Exercise requirements:
Locate the line that contains "of the chain" in the entries below. Retype it and all following lines through the final one, character for character.

(Records contained in a dataset)

——————————

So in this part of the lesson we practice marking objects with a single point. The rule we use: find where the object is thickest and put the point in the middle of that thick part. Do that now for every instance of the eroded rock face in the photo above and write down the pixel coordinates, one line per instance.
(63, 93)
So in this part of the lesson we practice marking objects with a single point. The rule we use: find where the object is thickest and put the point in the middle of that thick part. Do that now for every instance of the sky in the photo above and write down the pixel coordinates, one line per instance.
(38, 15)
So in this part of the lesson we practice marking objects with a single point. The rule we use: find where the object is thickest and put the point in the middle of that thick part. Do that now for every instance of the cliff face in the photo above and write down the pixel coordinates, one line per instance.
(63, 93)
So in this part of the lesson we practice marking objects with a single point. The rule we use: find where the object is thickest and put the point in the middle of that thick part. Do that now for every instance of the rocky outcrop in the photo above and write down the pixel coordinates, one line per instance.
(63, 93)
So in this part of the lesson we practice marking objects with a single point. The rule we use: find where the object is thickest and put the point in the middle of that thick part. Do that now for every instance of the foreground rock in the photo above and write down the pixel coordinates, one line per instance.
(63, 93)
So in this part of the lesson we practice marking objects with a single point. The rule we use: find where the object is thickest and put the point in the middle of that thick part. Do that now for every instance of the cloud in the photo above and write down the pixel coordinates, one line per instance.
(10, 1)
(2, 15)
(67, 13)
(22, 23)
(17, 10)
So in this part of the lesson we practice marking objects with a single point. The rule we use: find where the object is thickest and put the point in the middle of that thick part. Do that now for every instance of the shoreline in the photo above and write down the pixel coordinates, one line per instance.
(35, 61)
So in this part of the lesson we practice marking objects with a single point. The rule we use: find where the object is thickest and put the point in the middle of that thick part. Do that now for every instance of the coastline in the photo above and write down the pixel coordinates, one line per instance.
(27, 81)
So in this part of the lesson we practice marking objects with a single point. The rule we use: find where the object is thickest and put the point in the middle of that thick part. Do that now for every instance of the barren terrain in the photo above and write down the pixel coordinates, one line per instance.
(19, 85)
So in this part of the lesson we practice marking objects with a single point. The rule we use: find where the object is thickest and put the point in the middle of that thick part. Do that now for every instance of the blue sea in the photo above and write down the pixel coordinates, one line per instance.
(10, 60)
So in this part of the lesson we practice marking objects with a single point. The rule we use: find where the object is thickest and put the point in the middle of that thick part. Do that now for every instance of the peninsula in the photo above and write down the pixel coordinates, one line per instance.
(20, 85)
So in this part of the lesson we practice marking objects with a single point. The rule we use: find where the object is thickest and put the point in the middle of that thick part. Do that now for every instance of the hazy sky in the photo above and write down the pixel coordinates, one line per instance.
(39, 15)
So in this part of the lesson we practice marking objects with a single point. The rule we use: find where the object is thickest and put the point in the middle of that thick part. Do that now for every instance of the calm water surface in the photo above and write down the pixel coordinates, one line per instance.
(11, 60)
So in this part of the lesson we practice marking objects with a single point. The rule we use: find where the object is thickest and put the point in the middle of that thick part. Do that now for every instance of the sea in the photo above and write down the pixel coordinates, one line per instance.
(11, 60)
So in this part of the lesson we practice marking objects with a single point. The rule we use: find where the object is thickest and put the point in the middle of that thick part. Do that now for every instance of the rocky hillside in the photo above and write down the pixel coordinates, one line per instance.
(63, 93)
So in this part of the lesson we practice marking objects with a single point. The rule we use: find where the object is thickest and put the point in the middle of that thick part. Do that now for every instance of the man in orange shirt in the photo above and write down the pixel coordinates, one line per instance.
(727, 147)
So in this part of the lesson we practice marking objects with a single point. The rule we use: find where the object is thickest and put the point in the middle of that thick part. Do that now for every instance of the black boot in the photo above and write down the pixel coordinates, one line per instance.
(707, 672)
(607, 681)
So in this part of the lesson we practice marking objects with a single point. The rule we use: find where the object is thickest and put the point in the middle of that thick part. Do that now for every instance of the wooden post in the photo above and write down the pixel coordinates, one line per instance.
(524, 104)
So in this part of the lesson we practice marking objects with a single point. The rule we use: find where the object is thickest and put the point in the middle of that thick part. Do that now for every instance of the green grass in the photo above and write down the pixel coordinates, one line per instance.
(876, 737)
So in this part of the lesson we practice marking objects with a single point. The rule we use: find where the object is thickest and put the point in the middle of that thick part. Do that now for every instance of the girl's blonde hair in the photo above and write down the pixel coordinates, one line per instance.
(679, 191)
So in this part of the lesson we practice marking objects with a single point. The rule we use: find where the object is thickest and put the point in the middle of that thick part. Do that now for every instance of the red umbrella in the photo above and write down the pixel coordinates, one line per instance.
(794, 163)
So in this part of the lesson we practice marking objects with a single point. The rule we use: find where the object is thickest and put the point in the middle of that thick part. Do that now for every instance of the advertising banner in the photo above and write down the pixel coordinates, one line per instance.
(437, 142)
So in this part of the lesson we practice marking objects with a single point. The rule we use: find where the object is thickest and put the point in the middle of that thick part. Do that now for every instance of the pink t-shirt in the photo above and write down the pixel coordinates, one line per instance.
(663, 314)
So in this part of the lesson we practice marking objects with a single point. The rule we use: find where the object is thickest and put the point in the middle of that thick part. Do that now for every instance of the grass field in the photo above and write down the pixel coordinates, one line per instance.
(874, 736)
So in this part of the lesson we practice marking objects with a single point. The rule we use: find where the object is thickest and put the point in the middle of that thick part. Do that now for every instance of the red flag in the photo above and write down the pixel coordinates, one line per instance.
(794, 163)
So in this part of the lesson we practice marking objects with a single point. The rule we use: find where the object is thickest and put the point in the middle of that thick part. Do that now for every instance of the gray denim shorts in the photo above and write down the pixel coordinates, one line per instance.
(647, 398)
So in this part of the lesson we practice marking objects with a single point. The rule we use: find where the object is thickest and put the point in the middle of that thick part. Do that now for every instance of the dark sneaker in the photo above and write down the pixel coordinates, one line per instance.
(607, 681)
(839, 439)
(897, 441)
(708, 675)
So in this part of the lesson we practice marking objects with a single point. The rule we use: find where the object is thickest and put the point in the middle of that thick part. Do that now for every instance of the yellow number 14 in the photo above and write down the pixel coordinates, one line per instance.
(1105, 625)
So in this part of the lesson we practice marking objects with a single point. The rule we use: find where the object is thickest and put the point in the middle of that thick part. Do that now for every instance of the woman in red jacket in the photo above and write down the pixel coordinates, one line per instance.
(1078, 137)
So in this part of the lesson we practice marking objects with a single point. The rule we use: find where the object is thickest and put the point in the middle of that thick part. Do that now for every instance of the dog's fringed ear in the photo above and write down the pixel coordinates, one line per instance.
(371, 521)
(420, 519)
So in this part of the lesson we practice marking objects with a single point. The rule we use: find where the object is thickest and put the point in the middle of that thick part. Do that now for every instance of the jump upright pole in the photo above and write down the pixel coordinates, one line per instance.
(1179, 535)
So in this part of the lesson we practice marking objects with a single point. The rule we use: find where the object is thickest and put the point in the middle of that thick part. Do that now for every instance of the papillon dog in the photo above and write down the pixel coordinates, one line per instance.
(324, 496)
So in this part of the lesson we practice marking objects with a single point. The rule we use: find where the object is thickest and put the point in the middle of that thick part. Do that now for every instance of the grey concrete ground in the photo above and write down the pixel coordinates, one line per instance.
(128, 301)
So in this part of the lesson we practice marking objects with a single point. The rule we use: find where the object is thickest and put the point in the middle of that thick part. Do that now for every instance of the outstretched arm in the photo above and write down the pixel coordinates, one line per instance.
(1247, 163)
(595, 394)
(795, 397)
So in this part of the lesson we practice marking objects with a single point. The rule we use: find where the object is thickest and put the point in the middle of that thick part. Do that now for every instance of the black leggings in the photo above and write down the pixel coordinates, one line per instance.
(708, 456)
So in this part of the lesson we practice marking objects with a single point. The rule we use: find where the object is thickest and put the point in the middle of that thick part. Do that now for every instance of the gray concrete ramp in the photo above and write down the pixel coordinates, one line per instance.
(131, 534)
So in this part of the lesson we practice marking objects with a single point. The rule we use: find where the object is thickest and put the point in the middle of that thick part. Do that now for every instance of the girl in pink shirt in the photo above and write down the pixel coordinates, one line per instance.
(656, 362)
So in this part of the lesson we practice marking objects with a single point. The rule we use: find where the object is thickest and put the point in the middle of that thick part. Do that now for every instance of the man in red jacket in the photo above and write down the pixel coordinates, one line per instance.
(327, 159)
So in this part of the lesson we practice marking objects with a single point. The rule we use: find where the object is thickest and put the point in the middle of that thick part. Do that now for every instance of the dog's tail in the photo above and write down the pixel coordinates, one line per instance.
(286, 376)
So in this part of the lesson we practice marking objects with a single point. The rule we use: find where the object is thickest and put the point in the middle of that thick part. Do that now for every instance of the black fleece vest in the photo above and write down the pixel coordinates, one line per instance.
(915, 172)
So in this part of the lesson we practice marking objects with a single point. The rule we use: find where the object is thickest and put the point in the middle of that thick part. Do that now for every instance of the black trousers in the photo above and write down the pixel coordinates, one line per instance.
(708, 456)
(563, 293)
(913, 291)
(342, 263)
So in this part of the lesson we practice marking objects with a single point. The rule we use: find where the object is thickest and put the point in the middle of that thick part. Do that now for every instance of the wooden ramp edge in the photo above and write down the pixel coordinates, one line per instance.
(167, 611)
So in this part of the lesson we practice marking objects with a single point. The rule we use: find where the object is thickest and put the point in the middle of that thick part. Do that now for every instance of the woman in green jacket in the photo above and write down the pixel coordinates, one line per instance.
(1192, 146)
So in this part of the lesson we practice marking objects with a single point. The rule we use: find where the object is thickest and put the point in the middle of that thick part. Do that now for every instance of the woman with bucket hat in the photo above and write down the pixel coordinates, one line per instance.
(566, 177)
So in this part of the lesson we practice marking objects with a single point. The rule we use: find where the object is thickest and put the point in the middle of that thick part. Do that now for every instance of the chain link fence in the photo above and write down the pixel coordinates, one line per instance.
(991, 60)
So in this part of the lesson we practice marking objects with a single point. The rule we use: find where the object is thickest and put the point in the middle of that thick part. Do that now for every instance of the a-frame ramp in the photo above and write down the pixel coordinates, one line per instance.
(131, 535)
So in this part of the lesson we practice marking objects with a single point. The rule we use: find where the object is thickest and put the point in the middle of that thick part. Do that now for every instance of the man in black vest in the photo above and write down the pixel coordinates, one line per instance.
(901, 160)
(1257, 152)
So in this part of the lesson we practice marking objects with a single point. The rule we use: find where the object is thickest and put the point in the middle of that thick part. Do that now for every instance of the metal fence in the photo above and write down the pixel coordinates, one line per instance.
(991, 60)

——————————

Answer for the task:
So in this part of the lesson we practice marking objects with a single point. The rule we use: find where the object is thickest and put the point in the middle of that thick part. Do that now for every instance of the chain link fence in the photo above and write down the pixel coordinates, one line per instance.
(991, 60)
So in this part of the lesson we practice marking objects with a single point. The rule we use: find where the object is thickest and put the point in the middle of that thick part. Do that now for every instance of the a-frame ramp in the photo above and write down the pixel coordinates, one line per instance.
(131, 535)
So in this part of the lesson we practice marking objects with a single point. The rule we use: find where the object is thickest and put the point in the middle of that thick part. Do that now for every instance of the man in black vest in the photo above and write down the pixel coordinates, one line per instance.
(901, 160)
(1257, 152)
So in this part of the lesson we practice marking objects with a single point. The rule we use: find where the object is thickest and put the point in the middle of that thick part. Do that now for every instance of the metal fence in the photo above and write down the pixel coordinates, one line per instance.
(991, 60)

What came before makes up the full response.